### EXERCÍCIO PROPOSTO
Retome a crítica sobre a instalação de borracha negra, que aparece mais abaixo, e continue-a a partir da última frase.

### TRECHO FORNECIDO
⟨

Ela fez o certo, deixando o laranja escondido daquela Caixa de Pandora emborrachada instalada dentro da opacidade institucional da galeria. Essa opacidade já desesperou muitos artistas, que com sua crítica ao "cubo branco", não fizeram mais que transformá-lo em tabu, ou seja, torná-lo muito maior do que realmente fora antes de ser morto e deposto. "À primeira vista" (como dizem os críticos profissionais, incluindo esse) o negro pode trazer um pouco de ilusão de profundidade e interioridade ao espaço. Não é uma ilusão que persista. A borracha negra está mais para o desespero dos rituais de estetização do sexo do bondage do que para a espessura atribuída à vida por homens como Richard Serra. Mesmo a luz laranja que você vê dentro desse Aleph negro, ao espiar por baixo de seu luto ou pelo reflexo na moldura branca no chão, não nos traz nenhuma redenção (mais crítica profissional, primeiro atribuímos uma visão ao expectador "normal" para depois revelarmos a nossa "visão diferenciada"). Uma opacidade sobre outra, e depois dentro de outra. No branco opaco da instituição, o preto falsamente penetrável da borracha, por sua vez falsamente preenchido pelo laranja impenetrável da pintura técnica. Um inferno de promessas de interioridade, "daqueles em que um homem pode perder a sua alma", como disse Gogh, que para gostar de uma danação estava sozinho. Quem mora nas cidades já viu muitos homens e mulheres perderem-se atrás da Revelação do desejo. Não adianta, o desejo não é. O desejo adia a revelação do seu Ser na busca e atropela o significado em suas aparições abruptas. O desejo é a busca.

       Ela fez muito bem também em virar aquele cubo de granito para baixo, um sol descendo em queda nada livre para o chão branco, em um luto chinês. O granito também é pintado. Não é ele. Nada aqui é. O desejo de novo. Devem ser todos sobre isso. O demônio do corpo e a infalível decepção da sua culminação. Afinal, se não for para se decepcionar, para que querer? Enfim, qual era a imagem? O sol que desce, o poente do desejo, a culminação do ato e o sopro da morte. Esse crítico interpreta (e interpretar nada mais é do que reafirmar a impotência de Dizer) assim: impossível não querer a morte. Pelo menos como imagem. E a morte é a própria impossibilidade de sua imagem; é, de certa forma o seu oposto e o limite mesmo da faculdade do homem de narrar. Podemos não querer a dor, porque conhecemos todas as suas facetas ainda impúberes. E temos a sua narrativa psicanalítica, filosófica, econômica e estética. Mas a morte não é a culminação da dor. A morte é outra coisa. É a própria Outra Coisa. Por isso eu acho que esses rituais decadentistas da dor não abdicam do prazer simples e animal por uma suposta sublimação estética e idealista, mas sim por uma imagem estética ― e, portanto, consoladora como toda imagem é ― da morte. Uma morte segura, na fechadura da webcam. Provavelmente daí venha a retomada fashion da retórica das vanguardas históricas sobre a violência, tanto revolucionária quanto do corpo: da impossibilidade de sua concretização, ou melhor da vontade de sua institucionalização. Porque transformar a violência em arte, que é sempre uma atividade institucional, nada mais é do que uma desesperada tentativa de controle, ou de nominação. De qualquer forma, como diria a Filosofia, "só um tapinha não dói".

⟩

### DADOS FORNECIDOS

⟨

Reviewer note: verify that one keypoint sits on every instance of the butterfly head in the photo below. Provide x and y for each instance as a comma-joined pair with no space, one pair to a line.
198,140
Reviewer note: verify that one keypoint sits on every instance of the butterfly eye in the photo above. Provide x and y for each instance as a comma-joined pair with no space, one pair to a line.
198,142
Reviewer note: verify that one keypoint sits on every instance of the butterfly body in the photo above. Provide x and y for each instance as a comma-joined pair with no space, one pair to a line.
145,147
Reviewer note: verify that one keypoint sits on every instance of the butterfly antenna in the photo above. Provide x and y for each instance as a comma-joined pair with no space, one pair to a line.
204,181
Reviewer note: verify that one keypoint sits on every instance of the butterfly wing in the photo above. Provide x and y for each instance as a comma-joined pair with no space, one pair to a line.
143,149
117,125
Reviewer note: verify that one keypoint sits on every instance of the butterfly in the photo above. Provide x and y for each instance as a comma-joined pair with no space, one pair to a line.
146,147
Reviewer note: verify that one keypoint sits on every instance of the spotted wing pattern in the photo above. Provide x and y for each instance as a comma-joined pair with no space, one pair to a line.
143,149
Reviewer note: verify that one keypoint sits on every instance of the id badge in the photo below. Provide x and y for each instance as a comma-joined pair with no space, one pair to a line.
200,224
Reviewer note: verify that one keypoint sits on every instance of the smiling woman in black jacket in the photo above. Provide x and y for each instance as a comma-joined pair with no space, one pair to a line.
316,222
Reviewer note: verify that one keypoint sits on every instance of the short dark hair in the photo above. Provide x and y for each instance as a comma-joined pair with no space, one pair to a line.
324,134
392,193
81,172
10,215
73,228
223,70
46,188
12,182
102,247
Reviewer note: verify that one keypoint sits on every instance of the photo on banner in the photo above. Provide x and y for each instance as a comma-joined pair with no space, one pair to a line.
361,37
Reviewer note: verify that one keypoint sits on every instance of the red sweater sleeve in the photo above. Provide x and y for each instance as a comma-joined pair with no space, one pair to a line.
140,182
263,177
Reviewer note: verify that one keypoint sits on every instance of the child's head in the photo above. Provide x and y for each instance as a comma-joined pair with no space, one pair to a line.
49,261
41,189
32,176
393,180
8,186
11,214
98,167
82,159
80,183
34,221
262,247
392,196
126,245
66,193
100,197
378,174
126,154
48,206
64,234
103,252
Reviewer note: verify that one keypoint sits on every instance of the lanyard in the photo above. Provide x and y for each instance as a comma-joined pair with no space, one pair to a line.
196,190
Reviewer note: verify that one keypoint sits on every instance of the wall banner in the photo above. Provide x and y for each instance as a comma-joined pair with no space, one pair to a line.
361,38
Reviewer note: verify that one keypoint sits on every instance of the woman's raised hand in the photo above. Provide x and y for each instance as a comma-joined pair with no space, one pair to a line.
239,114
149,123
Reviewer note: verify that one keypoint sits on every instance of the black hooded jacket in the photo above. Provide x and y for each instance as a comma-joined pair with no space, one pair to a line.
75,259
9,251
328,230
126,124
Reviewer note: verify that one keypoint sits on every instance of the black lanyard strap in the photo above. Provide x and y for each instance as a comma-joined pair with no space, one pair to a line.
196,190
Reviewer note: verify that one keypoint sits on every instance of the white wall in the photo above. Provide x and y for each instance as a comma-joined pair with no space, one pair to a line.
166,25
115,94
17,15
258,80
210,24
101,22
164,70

⟩

### RESPOSTA AO EXERCÍCIO
       Fez o certo na parede branca que divide a exposição em duas. É mais que um comentário sobre o grande muro mefistofélico da sala principal. É o seu par. Uma outra pele opaca, com uma fresta, tornada fálica (pelo oposto óbvio) entre a borracha negra e o muro denteado de branco.

       E ela está grávida, é claro! Sua prole, ou pelo menos suas crisálidas, são ao mesmo tempo soturnas e luminosas, a carne sintética prensada entre o Indizível branco da parede e a também sintética (também falsa, também metáfora de nada, mais cultural que o mais cultural dos neopops) pele translúcida que os envolve. Os interiores desses bulbos, também sintéticos, são incapazes da Fala (mas não porque são sintéticos, e sim porque aludem a uma organicidade que não têm) e precisam enfrentar sua individuação, sua expulsão do Paraíso com um mutismo que não os torna, nem de longe, mais dóceis. Apesar de seu interior ser, em sua concepção, quase idêntico ao seu exterior, seu lugar nesse Sistema é sofrer um esmagamento que os constitui. E põem as manguinhas de fora em um gemido. Gemem pelo que os expulsa, pelo externo, que os trancafia em seu único lugar possível e ― principalmente ― pelo olhar que os faz existir.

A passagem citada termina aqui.